• **Do this**: Update all of the entries below by changing "Drop one marker" to "Place a single marker" wherever it occurs. Leave every other part of the text as it is.

Raw records
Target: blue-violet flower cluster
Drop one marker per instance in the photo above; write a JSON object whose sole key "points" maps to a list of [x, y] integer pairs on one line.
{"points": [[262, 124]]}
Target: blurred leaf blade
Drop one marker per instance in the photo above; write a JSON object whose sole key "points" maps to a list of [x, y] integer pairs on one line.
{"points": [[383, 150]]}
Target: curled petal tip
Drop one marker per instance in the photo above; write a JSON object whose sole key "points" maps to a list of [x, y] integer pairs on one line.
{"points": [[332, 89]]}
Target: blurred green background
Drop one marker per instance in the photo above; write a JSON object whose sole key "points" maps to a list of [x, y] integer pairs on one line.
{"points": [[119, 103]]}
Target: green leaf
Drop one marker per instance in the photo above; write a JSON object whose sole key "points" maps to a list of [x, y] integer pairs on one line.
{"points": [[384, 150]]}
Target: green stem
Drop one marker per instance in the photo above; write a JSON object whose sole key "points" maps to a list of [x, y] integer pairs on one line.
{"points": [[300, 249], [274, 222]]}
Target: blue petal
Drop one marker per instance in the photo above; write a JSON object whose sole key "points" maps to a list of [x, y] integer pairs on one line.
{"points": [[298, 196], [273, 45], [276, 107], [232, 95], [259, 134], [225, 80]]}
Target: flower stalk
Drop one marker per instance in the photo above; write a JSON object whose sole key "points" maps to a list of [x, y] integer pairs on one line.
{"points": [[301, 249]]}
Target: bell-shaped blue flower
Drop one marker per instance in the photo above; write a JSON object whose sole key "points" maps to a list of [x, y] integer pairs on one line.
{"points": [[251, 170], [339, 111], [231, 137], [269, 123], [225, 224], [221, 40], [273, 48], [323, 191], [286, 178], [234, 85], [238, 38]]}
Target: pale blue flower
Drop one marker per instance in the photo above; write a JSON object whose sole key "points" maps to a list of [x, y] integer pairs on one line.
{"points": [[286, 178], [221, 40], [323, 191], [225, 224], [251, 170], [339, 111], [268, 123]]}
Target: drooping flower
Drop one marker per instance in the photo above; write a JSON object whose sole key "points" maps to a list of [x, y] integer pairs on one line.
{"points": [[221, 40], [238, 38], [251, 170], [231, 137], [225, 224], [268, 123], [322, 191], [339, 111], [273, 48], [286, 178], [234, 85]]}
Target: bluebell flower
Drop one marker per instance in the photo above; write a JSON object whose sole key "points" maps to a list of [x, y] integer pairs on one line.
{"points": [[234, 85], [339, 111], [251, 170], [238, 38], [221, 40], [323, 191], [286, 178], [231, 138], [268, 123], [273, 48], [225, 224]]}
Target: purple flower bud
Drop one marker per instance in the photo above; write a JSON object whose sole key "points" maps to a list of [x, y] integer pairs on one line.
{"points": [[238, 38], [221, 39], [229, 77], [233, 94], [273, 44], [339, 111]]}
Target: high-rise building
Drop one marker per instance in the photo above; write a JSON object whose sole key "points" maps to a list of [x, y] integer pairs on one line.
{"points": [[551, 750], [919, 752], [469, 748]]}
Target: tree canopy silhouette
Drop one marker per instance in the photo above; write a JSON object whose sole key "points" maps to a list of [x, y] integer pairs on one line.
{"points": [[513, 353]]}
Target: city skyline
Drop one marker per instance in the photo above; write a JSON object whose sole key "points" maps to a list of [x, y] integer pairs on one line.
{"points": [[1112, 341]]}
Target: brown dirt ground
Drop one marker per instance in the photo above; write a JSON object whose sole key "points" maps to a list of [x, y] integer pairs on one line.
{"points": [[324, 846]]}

• **Reply**:
Target: blue-violet flower cluster
Place a single marker per instance in the photo above; write a JSON object whose sole key "points" maps to a list of [x, y] integer pairs on one line.
{"points": [[262, 124]]}
Target: blurred leaf blade
Place a single marker per instance in the photo above; write a JSON object whose sole key "points" maps to a list of [x, y] integer pairs on one line.
{"points": [[383, 150]]}
Target: curled petal tip
Place a single marker per instance in the photo above; write a JSON object whose sole key "points" maps to a list of [x, y] integer pairs on one line.
{"points": [[332, 89]]}
Target: blurred green background
Place a single marker per instance in the photo above; write a JSON object whose sole key "points" maps to a list of [x, y] integer pairs on one line.
{"points": [[119, 103]]}
Target: green leaf
Place a single marker per instance in the photo above; write a JSON object whose sole key "points" maps to a list of [x, y] integer pairs on one line.
{"points": [[384, 150]]}
Target: green stem
Place a single marker per instance in the photo above; write a JSON object whose sole key "points" maps to a list of [x, y] integer pairs on one line.
{"points": [[300, 249], [274, 222]]}
Target: blue petal
Place a single marker per instance in the photo above; write a JSON object whose sole key "points" maps to a list of [x, y] integer pairs on one line.
{"points": [[298, 196], [273, 45], [276, 107], [232, 95], [259, 134], [225, 80]]}
Target: flower stalk
Place a single marker per instance in the photo above; write a JSON object whose sole key "points" maps to a list of [x, y] integer pairs on one line.
{"points": [[301, 249]]}
Target: bell-shaped blue flower
Place a single marker per instance in the photo above; write a JSON object whose sole key "points" maps to a list of [x, y] integer pairs on one line.
{"points": [[251, 170], [339, 111], [231, 137], [269, 123], [225, 224], [221, 40], [273, 48], [323, 191], [286, 178], [234, 85], [238, 38]]}
Target: pale blue flower
Place a single marker per instance in the photo above; write a JSON object whose sole key "points" maps to a list of [x, y] integer pairs on one line.
{"points": [[286, 178], [221, 40], [323, 191], [225, 224], [251, 170], [339, 111], [268, 123]]}
Target: drooping flower
Place a single marker per instance in the photo above; write a JSON object whose sole key "points" maps to a list of [x, y] integer pairs on one line.
{"points": [[221, 40], [238, 38], [251, 170], [231, 137], [225, 224], [268, 123], [322, 191], [339, 111], [273, 48], [286, 178], [234, 85]]}
Target: bluebell flower
Place a single marker per instance in the photo above; write a JSON object whose sole key "points" maps to a list of [x, y] integer pairs on one line.
{"points": [[234, 85], [339, 111], [251, 170], [238, 38], [221, 40], [323, 191], [286, 178], [231, 138], [268, 123], [273, 48], [225, 224]]}
Target: purple flower bud
Place a single marker per instance in the photo above; write a JSON object whose sole key "points" maps to a list of [x, y] integer pairs on one line.
{"points": [[238, 38], [221, 39], [229, 77], [233, 94], [273, 44], [339, 111]]}
Target: high-rise building
Place a single marker per instance in the photo above; write a JSON object whose sole key "points" maps to a list of [x, y] integer pairs on one line.
{"points": [[551, 750], [919, 752], [469, 748]]}
Target: tree canopy silhouette
Place a single marker per instance in the photo above; write a JSON object whose sole key "points" maps to a list of [x, y] integer pairs on one line.
{"points": [[513, 353]]}
Target: city skyline
Place a single marker per instance in the photo above; write a JSON object whose sole key "points" maps to a list of [x, y] integer pairs on one line.
{"points": [[1112, 341]]}
Target: brown dirt ground
Place a single marker per instance in the photo above; write a JSON object whose sole key "points" maps to a list of [x, y] integer pairs on one line.
{"points": [[324, 846]]}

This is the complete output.